INFORMATION SUPPLIED:

## START

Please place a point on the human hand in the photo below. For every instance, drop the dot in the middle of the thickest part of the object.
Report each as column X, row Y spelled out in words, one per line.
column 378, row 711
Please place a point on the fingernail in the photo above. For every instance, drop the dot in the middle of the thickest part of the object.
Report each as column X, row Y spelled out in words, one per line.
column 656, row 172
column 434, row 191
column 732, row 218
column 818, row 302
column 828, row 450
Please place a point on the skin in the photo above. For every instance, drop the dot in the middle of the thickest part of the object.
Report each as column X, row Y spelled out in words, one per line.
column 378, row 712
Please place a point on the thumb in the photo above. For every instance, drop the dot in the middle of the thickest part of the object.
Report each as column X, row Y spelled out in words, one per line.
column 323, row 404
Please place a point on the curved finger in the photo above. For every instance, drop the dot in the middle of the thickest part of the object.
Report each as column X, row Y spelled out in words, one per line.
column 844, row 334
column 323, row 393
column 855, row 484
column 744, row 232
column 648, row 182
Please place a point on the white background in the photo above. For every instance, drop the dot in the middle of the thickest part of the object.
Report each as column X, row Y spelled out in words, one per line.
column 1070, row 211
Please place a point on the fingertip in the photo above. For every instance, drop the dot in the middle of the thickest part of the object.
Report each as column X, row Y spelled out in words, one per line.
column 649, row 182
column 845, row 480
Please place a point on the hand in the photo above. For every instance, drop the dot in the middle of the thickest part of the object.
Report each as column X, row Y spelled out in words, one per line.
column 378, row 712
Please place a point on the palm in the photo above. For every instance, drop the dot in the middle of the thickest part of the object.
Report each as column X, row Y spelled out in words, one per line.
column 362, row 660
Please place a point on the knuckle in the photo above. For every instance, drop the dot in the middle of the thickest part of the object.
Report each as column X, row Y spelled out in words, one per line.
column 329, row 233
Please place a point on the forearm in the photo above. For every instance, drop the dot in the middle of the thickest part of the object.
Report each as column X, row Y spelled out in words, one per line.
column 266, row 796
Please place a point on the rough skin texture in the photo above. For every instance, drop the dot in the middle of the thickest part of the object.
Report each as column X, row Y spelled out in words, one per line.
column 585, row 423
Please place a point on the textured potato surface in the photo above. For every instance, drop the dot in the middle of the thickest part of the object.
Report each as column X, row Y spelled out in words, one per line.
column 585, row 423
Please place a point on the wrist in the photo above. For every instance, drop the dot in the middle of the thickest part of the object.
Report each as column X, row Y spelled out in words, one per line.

## END

PROBLEM DETAILS: Copy the items again, beginning at the line that contains "Please place a point on the thumb" and stopping after the line that contains "column 323, row 404". In that copy, replace "thickest" with "widest" and leave everything else unchanged.

SOLVED EXERCISE:
Please place a point on the thumb in the photo above. For every instance, drop the dot in the middle of the widest part of the object.
Report each as column X, row Y spelled out in words, one per line.
column 323, row 404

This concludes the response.